SPRING VALLEY -- Brown and brook trout living in the Eau Galle River as it winds its way through Spring Valley are experiencing improved conditions.

A Department of Natural Resources (DNR) crew has undertaken the latest in a series of habitat restoration projects along the river, this one on a stretch behind the local elementary school and Sacred Heart Catholic Church. The upgrade began earlier this month and was expected to be completed next week.

"This will make it a lot more user-friendly," John Sours of the West Central District DNR office said about the nearly 2,000 foot stretch of river Tuesday, aware residents regularly take advantage of its proximity to the heart of the village.

That location has been a factor in the part of the work addressing accessibility, Sours said. A lot of debris is being removed to make the river more accessible, including fill, concrete, car parts and other items.

But the fish environment has been the project's main focus. He said water temperatures which have been too warm were lowered by such measures as widening the channel.

"Right now, temperatures in the 60s are fine for brown trout," he said, estimating they comprise 85 percent of the fish population there.

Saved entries
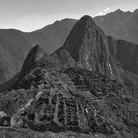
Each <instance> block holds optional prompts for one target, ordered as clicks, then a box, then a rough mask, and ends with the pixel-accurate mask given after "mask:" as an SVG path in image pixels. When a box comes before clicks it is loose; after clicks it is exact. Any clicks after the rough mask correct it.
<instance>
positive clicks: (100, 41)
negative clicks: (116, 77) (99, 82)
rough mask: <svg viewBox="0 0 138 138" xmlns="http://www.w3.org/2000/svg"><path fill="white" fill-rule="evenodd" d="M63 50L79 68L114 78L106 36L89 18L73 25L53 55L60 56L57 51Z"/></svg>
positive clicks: (91, 18)
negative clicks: (61, 42) (105, 75)
mask: <svg viewBox="0 0 138 138" xmlns="http://www.w3.org/2000/svg"><path fill="white" fill-rule="evenodd" d="M63 50H64V51H67V52H68V53H69V54H70V56H71V57H72V58H73V59H74V60H75V61H76V63H77V64H78V65H79V66H80V67H83V68H86V69H89V70H91V71H93V72H98V73H101V74H103V75H106V76H108V77H109V78H112V77H114V74H113V72H112V63H111V56H110V52H109V45H108V40H107V36H106V35H105V34H104V32H103V31H102V30H101V29H100V28H99V27H98V26H97V25H96V24H95V23H94V21H93V19H92V18H91V17H89V16H84V17H82V18H81V19H80V20H79V21H78V22H77V23H76V24H75V25H74V27H73V29H72V31H71V32H70V34H69V36H68V37H67V39H66V41H65V43H64V45H63V47H61V48H60V49H58V50H57V51H56V52H55V53H57V54H58V55H59V56H60V54H59V51H63ZM67 52H66V53H67Z"/></svg>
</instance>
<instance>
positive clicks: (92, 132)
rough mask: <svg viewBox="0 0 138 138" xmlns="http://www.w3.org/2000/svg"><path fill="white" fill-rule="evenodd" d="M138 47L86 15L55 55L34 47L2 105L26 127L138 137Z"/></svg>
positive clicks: (9, 115) (10, 114)
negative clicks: (117, 34) (106, 35)
mask: <svg viewBox="0 0 138 138" xmlns="http://www.w3.org/2000/svg"><path fill="white" fill-rule="evenodd" d="M125 46H126V47H125ZM130 49H131V52H130ZM123 50H125V52H124V51H123ZM136 50H137V45H135V44H133V43H131V42H128V41H125V40H116V39H114V38H113V37H110V36H108V37H107V36H106V35H105V33H104V32H103V31H102V30H101V29H100V28H99V27H98V26H97V25H96V24H95V22H94V20H93V19H92V18H91V17H90V16H83V17H82V18H81V19H80V20H79V21H78V22H77V23H76V24H75V25H74V27H73V29H72V30H71V32H70V34H69V36H68V37H67V39H66V41H65V43H64V44H63V46H62V47H61V48H59V49H58V50H56V51H55V52H54V53H52V54H51V55H48V54H47V53H45V51H44V50H43V48H42V47H40V46H38V45H37V46H35V47H33V48H32V49H31V51H30V52H29V54H28V55H27V58H26V60H25V62H24V64H23V68H22V70H21V72H20V74H19V77H18V78H17V80H16V82H15V83H14V84H13V85H12V87H11V88H10V89H9V91H8V92H4V93H1V94H0V103H1V104H0V109H1V111H4V112H5V113H6V114H7V115H9V116H11V118H12V127H13V128H14V127H15V128H20V130H21V128H25V129H26V130H28V129H31V130H33V131H38V132H40V133H41V132H45V131H50V132H53V133H61V132H64V133H68V132H70V131H72V132H74V133H79V134H80V135H81V134H88V135H89V136H91V137H99V138H100V137H119V138H123V137H132V138H133V137H137V136H138V131H137V130H138V125H137V124H138V121H137V106H138V103H137V98H138V94H137V90H138V88H137V86H138V77H137V72H134V71H135V70H133V69H132V68H131V65H132V64H133V65H135V67H136V66H137V62H136V59H135V57H137V55H136V54H135V51H136ZM123 52H124V53H123ZM125 54H126V55H127V54H129V55H128V57H127V56H126V59H125V58H124V57H123V56H125ZM133 59H135V60H133ZM126 61H130V62H126ZM131 61H133V62H132V63H131ZM133 72H134V73H133ZM15 131H17V130H16V129H15Z"/></svg>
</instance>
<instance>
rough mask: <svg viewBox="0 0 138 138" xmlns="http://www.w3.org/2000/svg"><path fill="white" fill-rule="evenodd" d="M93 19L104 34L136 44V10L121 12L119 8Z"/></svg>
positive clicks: (116, 38) (137, 15)
mask: <svg viewBox="0 0 138 138" xmlns="http://www.w3.org/2000/svg"><path fill="white" fill-rule="evenodd" d="M94 21H95V22H96V24H97V25H98V26H100V27H101V28H102V29H103V31H104V32H105V33H106V35H110V36H113V37H115V38H116V39H123V40H127V41H130V42H134V43H137V44H138V39H137V38H138V10H137V9H136V10H135V11H134V12H129V11H127V12H123V11H121V10H120V9H118V10H116V11H114V12H111V13H108V14H107V15H104V16H97V17H95V18H94Z"/></svg>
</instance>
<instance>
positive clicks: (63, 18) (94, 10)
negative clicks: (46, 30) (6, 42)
mask: <svg viewBox="0 0 138 138" xmlns="http://www.w3.org/2000/svg"><path fill="white" fill-rule="evenodd" d="M117 9H121V10H122V11H131V12H133V11H134V10H135V9H138V0H0V29H8V28H14V29H18V30H21V31H24V32H30V31H34V30H37V29H40V28H42V27H44V26H46V25H48V24H52V23H53V22H55V21H56V20H61V19H64V18H74V19H80V18H81V17H82V16H84V15H90V16H92V17H95V16H97V15H104V14H107V13H109V12H113V11H115V10H117Z"/></svg>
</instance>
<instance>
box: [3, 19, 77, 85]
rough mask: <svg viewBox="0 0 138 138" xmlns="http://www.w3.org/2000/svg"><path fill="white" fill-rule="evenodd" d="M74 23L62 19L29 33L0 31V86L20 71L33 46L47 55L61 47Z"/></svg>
mask: <svg viewBox="0 0 138 138" xmlns="http://www.w3.org/2000/svg"><path fill="white" fill-rule="evenodd" d="M74 23H75V20H72V19H64V20H62V21H57V22H55V23H54V24H52V25H48V26H46V27H44V28H42V29H40V30H37V31H34V32H31V33H24V32H21V31H19V30H14V29H7V30H4V29H3V30H0V76H1V77H0V84H2V83H4V82H6V81H7V80H9V79H11V78H12V77H13V76H14V75H15V74H16V73H17V72H19V71H20V70H21V68H22V64H23V61H24V60H25V58H26V55H27V53H28V51H29V50H30V49H31V48H32V47H33V46H35V45H37V44H39V45H41V46H42V47H43V48H44V50H45V51H46V52H47V53H48V54H50V53H51V52H53V51H54V50H56V49H57V48H59V47H61V46H62V45H63V42H64V41H65V39H66V37H67V35H68V34H69V31H70V30H71V29H72V26H73V25H74Z"/></svg>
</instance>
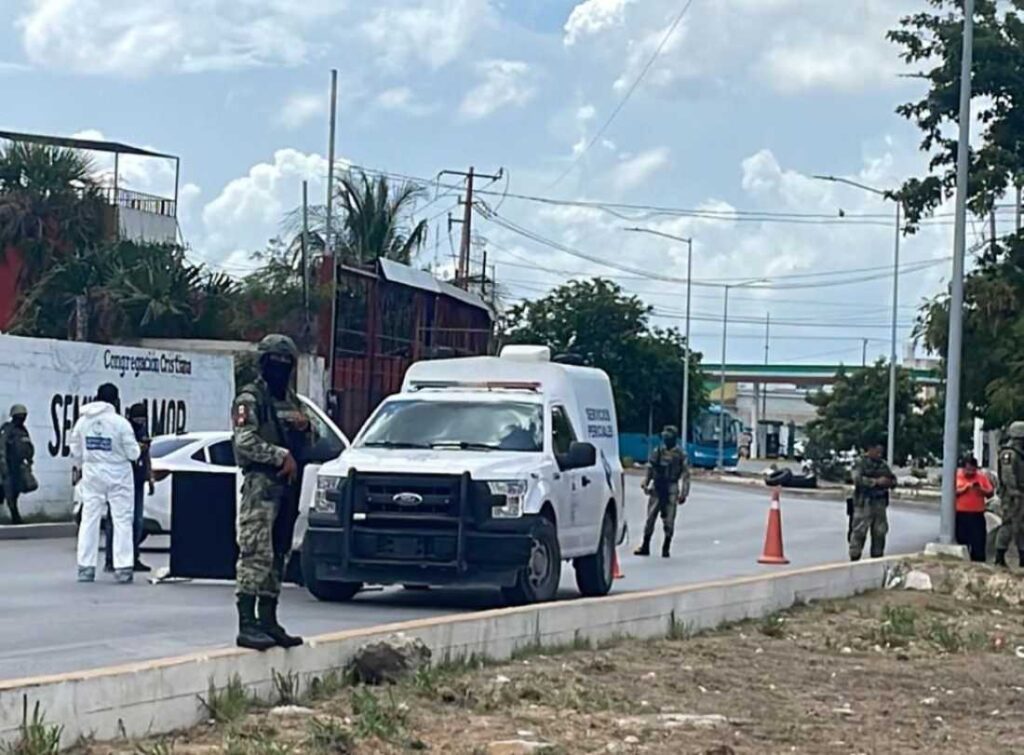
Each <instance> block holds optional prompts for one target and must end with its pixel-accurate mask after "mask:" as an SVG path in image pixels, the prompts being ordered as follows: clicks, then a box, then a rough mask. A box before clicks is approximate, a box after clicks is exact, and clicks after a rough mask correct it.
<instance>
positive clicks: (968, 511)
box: [956, 456, 995, 563]
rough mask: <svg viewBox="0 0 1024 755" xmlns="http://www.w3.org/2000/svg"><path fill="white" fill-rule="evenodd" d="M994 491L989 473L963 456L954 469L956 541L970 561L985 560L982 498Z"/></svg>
mask: <svg viewBox="0 0 1024 755" xmlns="http://www.w3.org/2000/svg"><path fill="white" fill-rule="evenodd" d="M994 492H995V491H994V489H993V488H992V483H991V480H990V479H989V478H988V475H987V474H984V473H983V472H979V471H978V460H977V459H975V458H974V457H973V456H968V457H966V458H965V459H964V463H963V464H962V465H961V468H959V469H957V470H956V542H957V543H959V544H961V545H966V546H967V547H968V550H970V551H971V560H972V561H981V562H982V563H984V561H985V557H986V554H985V539H986V527H985V501H986V500H988V499H989V498H991V497H992V495H993V494H994Z"/></svg>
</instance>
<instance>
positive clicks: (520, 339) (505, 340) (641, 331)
mask: <svg viewBox="0 0 1024 755" xmlns="http://www.w3.org/2000/svg"><path fill="white" fill-rule="evenodd" d="M650 312H651V308H650V307H649V306H647V305H646V304H644V303H643V302H642V301H641V300H640V299H639V298H638V297H636V296H632V295H628V294H626V293H624V292H623V290H622V288H621V287H620V286H618V285H617V284H615V283H612V282H611V281H607V280H604V279H601V278H595V279H593V280H590V281H570V282H569V283H566V284H564V285H562V286H559V287H558V288H557V289H555V290H554V291H552V292H551V293H550V294H548V295H547V296H545V297H543V298H540V299H538V300H536V301H527V302H523V303H521V304H518V305H516V306H514V307H512V308H511V309H509V310H508V312H506V314H505V316H504V318H503V320H502V322H501V324H500V327H501V331H502V339H503V341H504V342H505V343H536V344H541V345H546V346H549V347H550V348H551V350H552V352H554V353H573V354H578V355H579V356H581V358H582V359H583V360H584V361H585V362H586V363H587V364H589V365H592V366H594V367H598V368H600V369H602V370H604V371H605V372H606V373H607V374H608V377H609V378H610V380H611V385H612V389H613V390H614V393H615V410H616V413H617V415H618V426H620V428H621V429H622V430H623V431H629V432H646V431H647V423H648V414H649V412H650V410H651V408H653V412H654V424H655V427H660V425H662V424H668V423H671V424H677V425H678V424H679V417H680V415H681V411H680V410H681V400H682V383H683V366H684V364H685V358H686V341H685V339H684V338H683V336H682V335H681V334H680V333H679V331H678V330H676V329H669V330H662V329H658V328H652V327H651V326H650V324H649V319H650ZM703 384H705V380H703V373H702V370H701V369H700V354H699V353H697V352H695V351H694V352H693V354H692V356H691V359H690V416H691V417H694V416H696V413H697V412H698V411H699V410H700V409H701V408H702V407H705V406H706V405H707V393H706V392H705V389H703Z"/></svg>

> EXPLORE THE MATERIAL:
**A)** Can you sum up the Eau Galle River trout article in two sentences?
**B)** Could you give a continuation of the Eau Galle River trout article, picking up after its final sentence?

> RESULTS IN ORDER:
**A)** A DNR crew is carrying out a habitat restoration project on a nearly 2,000-foot stretch of the Eau Galle River in Spring Valley, behind the elementary school and Sacred Heart Catholic Church, where brown and brook trout are seeing improved conditions. Debris such as fill, concrete and car parts is being removed to make the river more accessible, but the main focus is the fish environment, with too-warm water temperatures lowered by measures like widening the channel.

**B)**
Habitat and cover are other top concerns, according to Sours. Rock has been hauled in, riprapping and stream bank improvements done, plus brush cleared. Around eight-to-nine shelters have been built on-site and installed under natural tables, giving the trout a place to take refuge from wildlife including herons, to which they are susceptible.

"It spreads out the habitat so they're not all in one spot," he said of the shelter arrangement.

The mostly dry weather has been ideal for the restoration, he said. The DNR typically sends four-member crews to handle these efforts; in the case of the Eau Galle, Rob Herman, Greg Rieck and Nate Johnson have been laborers, besides Sours. Two department backhoes were at the site last week; shocking done in conjunction with the restoration showed quite a few good-sized fish, Herman said.

Much of the remaining work will be cosmetic, Sours said. The channel will be further dug out, as well as grading accomplished, soil placed on top, then seeding and mulching finished. He thought appropriate areas will likely be mowed in the future.